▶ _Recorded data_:
::::

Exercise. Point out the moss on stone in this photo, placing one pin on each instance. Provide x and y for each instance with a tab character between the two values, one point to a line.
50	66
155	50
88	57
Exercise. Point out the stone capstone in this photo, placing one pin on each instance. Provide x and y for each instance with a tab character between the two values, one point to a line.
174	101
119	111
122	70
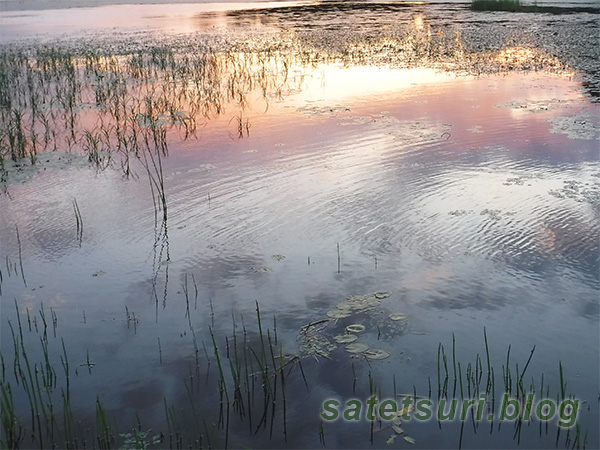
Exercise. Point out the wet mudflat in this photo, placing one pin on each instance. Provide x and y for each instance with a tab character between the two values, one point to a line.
209	231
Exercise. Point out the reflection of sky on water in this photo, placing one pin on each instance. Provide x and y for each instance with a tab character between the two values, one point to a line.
446	182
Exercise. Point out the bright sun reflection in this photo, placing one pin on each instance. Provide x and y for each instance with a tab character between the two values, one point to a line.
335	82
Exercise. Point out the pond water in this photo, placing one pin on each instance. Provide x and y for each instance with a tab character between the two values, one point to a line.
453	179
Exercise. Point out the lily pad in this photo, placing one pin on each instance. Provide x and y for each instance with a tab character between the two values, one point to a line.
338	314
398	316
409	439
355	328
398	429
357	347
376	353
345	338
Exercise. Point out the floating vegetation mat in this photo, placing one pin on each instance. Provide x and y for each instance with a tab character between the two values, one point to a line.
320	338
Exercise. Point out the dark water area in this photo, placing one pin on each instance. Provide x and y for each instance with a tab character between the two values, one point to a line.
360	201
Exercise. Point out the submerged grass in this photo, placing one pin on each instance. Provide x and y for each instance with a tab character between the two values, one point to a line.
253	389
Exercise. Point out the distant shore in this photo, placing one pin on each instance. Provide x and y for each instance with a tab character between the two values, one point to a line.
37	5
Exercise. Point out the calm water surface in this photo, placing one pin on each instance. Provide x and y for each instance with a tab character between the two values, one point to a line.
473	200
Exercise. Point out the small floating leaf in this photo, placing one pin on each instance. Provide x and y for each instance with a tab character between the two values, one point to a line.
409	440
355	328
376	353
357	347
397	429
345	338
398	316
338	314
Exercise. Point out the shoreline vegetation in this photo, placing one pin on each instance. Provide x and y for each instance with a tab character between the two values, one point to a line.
518	6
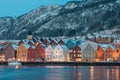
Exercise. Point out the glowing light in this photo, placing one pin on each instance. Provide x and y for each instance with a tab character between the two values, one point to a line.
16	66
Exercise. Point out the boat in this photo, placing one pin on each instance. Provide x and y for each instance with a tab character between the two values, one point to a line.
16	63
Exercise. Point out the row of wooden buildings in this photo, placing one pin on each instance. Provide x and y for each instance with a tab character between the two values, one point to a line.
63	51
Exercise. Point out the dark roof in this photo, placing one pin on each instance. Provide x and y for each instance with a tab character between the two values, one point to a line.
29	32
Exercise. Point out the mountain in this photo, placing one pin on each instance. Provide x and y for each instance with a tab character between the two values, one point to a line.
73	18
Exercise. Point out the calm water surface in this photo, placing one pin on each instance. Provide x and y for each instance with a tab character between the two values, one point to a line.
60	73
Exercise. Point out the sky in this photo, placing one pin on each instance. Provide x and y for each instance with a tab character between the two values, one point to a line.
16	8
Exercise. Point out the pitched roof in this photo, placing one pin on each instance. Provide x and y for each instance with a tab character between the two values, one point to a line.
93	45
14	46
64	47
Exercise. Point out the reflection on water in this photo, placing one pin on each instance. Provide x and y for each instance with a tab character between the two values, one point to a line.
60	73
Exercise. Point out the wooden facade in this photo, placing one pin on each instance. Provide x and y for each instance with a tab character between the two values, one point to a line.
75	55
99	54
89	54
31	54
22	53
9	53
39	53
108	54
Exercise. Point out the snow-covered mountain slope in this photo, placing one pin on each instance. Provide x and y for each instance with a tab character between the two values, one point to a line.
73	18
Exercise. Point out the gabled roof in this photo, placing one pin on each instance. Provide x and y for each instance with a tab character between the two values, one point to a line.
14	46
92	44
64	47
27	46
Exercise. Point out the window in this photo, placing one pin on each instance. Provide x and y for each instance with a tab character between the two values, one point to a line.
74	55
117	51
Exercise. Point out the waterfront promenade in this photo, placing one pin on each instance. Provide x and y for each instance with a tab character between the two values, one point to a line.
67	63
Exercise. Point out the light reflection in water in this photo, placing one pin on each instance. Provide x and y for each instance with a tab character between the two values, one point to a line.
92	72
61	73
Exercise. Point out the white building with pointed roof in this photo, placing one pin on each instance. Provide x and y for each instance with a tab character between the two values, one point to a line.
88	51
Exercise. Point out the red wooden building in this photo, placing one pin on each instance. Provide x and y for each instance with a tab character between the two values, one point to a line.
75	55
31	54
10	52
39	53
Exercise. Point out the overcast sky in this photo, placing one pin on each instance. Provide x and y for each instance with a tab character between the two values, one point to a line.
16	8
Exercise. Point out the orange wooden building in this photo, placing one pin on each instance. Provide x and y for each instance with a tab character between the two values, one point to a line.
39	53
108	54
99	54
22	52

::::

▶ _TASK DIRECTIONS_: Using the records above, output their complete text exactly, minus any images.

▶ _RESULT BELOW_:
Exercise. Point out the moss on stone in this photo, placing one pin on each instance. Provide x and y for each instance with a tab character between the two values, one point to a line.
50	66
155	50
88	57
Exercise. Point out the stone capstone in this photo, placing one pin on each instance. Provide x and y for each instance with a tab character between the two values, one point to a line.
174	101
119	111
122	70
Exercise. Point out the wet mudflat in this photo, placing one pin on each instance. Provide x and y for each instance with a tab character between the two values, one point to a line.
209	231
Exercise. Point out the reflection of sky on water in this photo, placing one pin on each instance. Provide x and y for each instance with a tab character between the two values, one point to a line.
446	182
Exercise. Point out the bright sun reflection in this photo, placing one pin on each instance. Provide x and y for each instance with a tab character between the two values, one point to a line.
335	82
Exercise. Point out the pond water in this photo, placing one pin on each instance. Provide x and y for each instance with a tab character between the two values, one point to a line.
453	179
Exercise. Point out the lily pad in this photo, placing one pin on each instance. Provide x and y for each instance with a tab character between the two values, one point to a line.
338	314
398	316
409	439
355	328
398	429
357	347
376	353
345	338
Exercise. Point out the floating vegetation mat in this photo, placing one pin on each instance. Provide x and y for each instance with a tab character between the two values, one point to a line.
320	338
Exercise. Point out the dark water area in this photo, placing one pin on each instance. Provide x and y for each instance with a tab character between the two values, one point to a line.
360	201
Exercise. Point out the submerged grass in this photo, placing one pin on each instance. Provide x and y for each instance with a tab character between the two values, one point to a line.
253	389
Exercise. Point out the distant shore in this photo, placing one pin on each instance. Provide x and y for each instance with a tab character between the two values, one point to a line.
37	5
Exercise. Point out the calm water surface in this photo, placing one pin on each instance. Provide x and y for each instance with a tab character between the two values, one point to a line.
473	200
Exercise. Point out the small floating leaf in this photo, placing one pin on each instance. Provide x and y for each instance with a tab character between the two values, one point to a line.
409	440
355	328
376	353
357	347
397	429
345	338
398	316
338	314
Exercise. Point out the shoreline vegetation in this photo, placing one pin on each instance. Provide x and y for each instance with a tab character between the two values, one point to a line.
518	6
Exercise. Point out the glowing light in this photo, placing one pin on each instance. Provide x and y for each instance with a tab character between the two values, one point to a line.
16	66
Exercise. Point out the boat in this photo, placing one pin on each instance. Provide x and y for each instance with a tab character between the two values, one point to a line.
16	63
Exercise. Point out the row of wooden buildings in this photo, placing one pin on each instance. Provide x and y for each instance with a tab character between the two values, one point to a line.
63	51
Exercise. Point out the dark roof in this photo, placing one pin on each instance. Provide x and y for each instance with a tab character between the two values, one point to a line.
29	32
Exercise. Point out the mountain in this photo, placing one pin on each instance. Provide x and y for each instance with a tab character between the two values, one point to a line.
73	18
Exercise. Point out the calm water surface in this photo, placing one pin on each instance. Provide x and y for each instance with a tab character between the two values, one point to a line.
60	73
Exercise. Point out the sky in this photo, placing one pin on each instance. Provide x and y for each instance with a tab character between the two values, one point to a line.
16	8
Exercise. Point out the pitched roof in this photo, placing one pin on each instance. Provide x and y for each instance with a tab character between the two values, one point to a line.
93	45
14	46
64	47
Exercise. Point out the reflection on water in this photo, placing one pin on each instance. Provide x and y for each instance with a tab character between the two values, one point to a line.
60	73
Exercise. Point out the wooden facade in this photo, placing one pin on each instance. Provide x and y for each instance with a tab character between the two values, one point to a line.
75	55
99	54
89	54
31	54
22	53
9	53
39	53
108	54
Exercise. Point out the snow-covered mountain slope in this photo, placing one pin on each instance. Provide x and y for each instance with a tab character between the two values, one point to a line.
73	18
Exercise. Point out the gabled roof in this photo, placing one pin on each instance. Provide x and y for each instance with a tab character between the two values, one point to a line.
14	46
92	44
64	47
27	46
Exercise. Point out the window in this photo, placing one pin on each instance. Provide x and y for each instance with a tab character between the two values, one point to a line.
74	55
117	51
Exercise. Point out the waterfront promenade in this photo, placing one pin on each instance. Provide x and y for each instance with a tab character between the two values, one point to a line.
67	63
Exercise. Point out the light reflection in water in this photo, placing one pin on each instance. Provide x and y for each instance with a tab character between the two values, one point to a line.
92	72
61	73
Exercise. Point out the white building with pointed roof in this photo, placing one pin on each instance. Provide x and y for each instance with a tab character between the two values, one point to a line.
88	51
Exercise. Point out the red wooden building in this photo, placing one pin on each instance. Provide x and y for each instance with a tab character between the two values, one point to a line.
75	55
31	54
10	52
39	53
Exercise. Point out the overcast sky in this photo, placing one pin on each instance. Provide x and y for each instance with a tab character between the two values, one point to a line.
16	8
Exercise. Point out the orange wooden building in this photo, placing one pin on each instance. Provide x and y for each instance with a tab character between the two values, one point to a line.
39	53
108	54
99	54
22	52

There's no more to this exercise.